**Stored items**
-=-=-

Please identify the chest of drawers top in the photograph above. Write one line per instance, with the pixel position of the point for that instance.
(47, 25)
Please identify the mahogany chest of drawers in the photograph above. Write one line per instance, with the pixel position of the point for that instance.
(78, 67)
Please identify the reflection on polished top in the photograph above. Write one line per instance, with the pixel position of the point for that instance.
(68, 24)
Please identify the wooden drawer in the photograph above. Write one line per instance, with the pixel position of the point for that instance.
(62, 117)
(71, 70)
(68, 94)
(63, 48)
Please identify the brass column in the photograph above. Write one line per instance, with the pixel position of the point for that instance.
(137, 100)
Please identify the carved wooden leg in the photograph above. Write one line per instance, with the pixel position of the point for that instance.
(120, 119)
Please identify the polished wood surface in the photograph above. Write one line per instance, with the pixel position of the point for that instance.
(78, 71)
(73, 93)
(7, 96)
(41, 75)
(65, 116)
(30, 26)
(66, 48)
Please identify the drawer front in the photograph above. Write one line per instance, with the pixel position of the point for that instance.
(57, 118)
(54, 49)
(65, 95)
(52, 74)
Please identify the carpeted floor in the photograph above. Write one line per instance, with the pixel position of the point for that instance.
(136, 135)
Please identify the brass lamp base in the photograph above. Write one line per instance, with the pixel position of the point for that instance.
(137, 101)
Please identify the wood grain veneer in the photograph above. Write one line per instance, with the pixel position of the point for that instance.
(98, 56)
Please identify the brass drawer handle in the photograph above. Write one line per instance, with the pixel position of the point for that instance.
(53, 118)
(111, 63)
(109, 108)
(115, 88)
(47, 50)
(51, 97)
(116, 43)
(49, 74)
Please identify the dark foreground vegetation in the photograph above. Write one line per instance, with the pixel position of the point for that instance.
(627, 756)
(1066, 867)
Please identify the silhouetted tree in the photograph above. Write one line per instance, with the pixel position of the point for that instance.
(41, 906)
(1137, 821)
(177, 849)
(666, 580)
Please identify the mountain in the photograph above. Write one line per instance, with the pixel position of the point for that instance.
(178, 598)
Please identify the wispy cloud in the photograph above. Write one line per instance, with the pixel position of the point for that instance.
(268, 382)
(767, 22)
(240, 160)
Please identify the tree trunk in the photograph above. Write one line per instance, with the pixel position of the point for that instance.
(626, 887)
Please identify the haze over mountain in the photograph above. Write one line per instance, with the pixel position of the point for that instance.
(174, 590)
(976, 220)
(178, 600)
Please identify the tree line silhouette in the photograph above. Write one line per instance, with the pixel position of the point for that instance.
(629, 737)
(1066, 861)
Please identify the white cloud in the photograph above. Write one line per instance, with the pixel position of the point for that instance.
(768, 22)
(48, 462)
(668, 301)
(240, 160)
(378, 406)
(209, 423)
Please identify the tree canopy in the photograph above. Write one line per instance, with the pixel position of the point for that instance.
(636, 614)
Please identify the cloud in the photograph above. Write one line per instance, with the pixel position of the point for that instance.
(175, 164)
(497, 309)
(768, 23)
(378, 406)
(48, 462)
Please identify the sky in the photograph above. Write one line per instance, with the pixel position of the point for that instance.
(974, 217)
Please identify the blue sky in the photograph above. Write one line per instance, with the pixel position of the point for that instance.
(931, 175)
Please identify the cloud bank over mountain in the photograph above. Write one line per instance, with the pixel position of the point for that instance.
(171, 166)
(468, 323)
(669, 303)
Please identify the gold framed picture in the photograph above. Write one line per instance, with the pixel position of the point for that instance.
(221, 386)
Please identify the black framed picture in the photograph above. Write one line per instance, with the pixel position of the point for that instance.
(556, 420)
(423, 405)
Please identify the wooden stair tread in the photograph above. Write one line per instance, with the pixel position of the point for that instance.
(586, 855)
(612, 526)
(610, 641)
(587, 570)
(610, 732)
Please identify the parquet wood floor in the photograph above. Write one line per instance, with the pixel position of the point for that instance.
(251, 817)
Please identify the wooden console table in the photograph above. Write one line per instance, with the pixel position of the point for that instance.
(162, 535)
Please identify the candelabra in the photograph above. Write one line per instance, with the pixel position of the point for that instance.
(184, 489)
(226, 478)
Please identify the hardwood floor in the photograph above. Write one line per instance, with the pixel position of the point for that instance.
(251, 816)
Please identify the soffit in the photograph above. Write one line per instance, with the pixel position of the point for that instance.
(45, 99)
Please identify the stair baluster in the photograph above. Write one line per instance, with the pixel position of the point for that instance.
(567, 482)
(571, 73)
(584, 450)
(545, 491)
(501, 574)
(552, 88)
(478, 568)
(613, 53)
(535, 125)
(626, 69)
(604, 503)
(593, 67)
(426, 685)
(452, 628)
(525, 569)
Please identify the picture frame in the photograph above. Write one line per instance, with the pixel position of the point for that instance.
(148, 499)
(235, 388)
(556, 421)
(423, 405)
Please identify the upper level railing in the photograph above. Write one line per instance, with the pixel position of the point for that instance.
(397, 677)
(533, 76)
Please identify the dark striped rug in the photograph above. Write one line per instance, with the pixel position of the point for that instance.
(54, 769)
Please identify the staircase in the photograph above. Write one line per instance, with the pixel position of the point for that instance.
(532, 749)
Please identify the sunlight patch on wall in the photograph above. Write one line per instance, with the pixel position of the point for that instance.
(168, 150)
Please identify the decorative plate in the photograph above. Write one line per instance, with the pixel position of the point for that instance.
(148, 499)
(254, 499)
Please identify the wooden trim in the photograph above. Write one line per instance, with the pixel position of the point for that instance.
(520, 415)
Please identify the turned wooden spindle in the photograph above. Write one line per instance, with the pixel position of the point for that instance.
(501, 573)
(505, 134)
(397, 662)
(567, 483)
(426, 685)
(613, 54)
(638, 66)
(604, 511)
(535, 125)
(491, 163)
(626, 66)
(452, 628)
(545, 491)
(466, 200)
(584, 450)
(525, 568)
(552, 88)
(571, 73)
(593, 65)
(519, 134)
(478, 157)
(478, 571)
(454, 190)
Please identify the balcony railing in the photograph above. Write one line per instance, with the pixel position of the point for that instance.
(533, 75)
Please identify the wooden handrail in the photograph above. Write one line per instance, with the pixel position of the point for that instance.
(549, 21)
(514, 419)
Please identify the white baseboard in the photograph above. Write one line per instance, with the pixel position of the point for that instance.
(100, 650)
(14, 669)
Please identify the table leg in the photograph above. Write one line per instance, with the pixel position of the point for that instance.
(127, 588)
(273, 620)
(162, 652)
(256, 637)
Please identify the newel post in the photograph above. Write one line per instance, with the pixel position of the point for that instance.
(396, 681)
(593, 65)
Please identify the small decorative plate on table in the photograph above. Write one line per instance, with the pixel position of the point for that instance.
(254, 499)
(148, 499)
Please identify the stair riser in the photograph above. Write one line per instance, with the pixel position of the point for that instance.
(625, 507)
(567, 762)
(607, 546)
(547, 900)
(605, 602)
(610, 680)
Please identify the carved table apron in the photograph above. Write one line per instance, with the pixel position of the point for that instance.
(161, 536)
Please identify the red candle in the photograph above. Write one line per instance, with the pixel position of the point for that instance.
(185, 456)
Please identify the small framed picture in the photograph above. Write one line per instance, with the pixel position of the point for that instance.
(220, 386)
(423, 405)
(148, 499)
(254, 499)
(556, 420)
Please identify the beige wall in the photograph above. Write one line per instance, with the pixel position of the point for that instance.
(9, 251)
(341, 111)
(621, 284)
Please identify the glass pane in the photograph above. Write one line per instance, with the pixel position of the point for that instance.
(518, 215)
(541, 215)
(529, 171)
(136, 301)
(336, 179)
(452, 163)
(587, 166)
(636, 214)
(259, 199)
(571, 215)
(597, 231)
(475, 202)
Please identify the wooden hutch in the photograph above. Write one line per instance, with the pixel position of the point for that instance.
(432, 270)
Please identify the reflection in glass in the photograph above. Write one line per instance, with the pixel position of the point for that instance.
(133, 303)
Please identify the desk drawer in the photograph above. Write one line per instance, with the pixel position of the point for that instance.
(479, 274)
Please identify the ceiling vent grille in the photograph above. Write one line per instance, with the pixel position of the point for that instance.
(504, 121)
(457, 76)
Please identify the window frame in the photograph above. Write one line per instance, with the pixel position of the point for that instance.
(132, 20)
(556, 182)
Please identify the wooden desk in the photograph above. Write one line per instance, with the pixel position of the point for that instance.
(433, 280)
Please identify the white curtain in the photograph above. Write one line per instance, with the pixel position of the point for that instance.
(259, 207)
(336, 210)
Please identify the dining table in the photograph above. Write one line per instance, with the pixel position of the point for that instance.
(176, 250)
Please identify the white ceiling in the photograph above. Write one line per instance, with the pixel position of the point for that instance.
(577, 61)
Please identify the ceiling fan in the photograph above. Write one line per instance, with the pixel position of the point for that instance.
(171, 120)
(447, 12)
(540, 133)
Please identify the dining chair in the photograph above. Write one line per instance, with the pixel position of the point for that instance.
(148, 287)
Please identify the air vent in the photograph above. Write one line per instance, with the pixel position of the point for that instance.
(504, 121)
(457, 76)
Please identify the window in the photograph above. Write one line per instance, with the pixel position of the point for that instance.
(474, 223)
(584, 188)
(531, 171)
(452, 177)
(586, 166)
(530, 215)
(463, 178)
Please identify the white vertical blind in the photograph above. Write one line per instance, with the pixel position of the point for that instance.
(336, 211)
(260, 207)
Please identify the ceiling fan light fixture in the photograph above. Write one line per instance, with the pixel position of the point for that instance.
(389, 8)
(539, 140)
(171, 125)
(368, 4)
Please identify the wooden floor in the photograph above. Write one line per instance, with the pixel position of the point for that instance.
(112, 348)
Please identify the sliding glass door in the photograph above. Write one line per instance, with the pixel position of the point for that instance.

-=-=-

**PROBLEM DETAILS**
Please give the records above as a numbered list, starting at the line that contains "Please identify the wooden floor" and ending at the last line of the records, with blank lines left out.

**EXERCISE SOLUTION**
1. Please identify the wooden floor in the photograph above. Write one line per instance, with the pixel position of the point for that instance.
2. (112, 348)
3. Please identify the sliding glass door in the photograph above. Write one line per instance, with the pixel position of the point for that instance.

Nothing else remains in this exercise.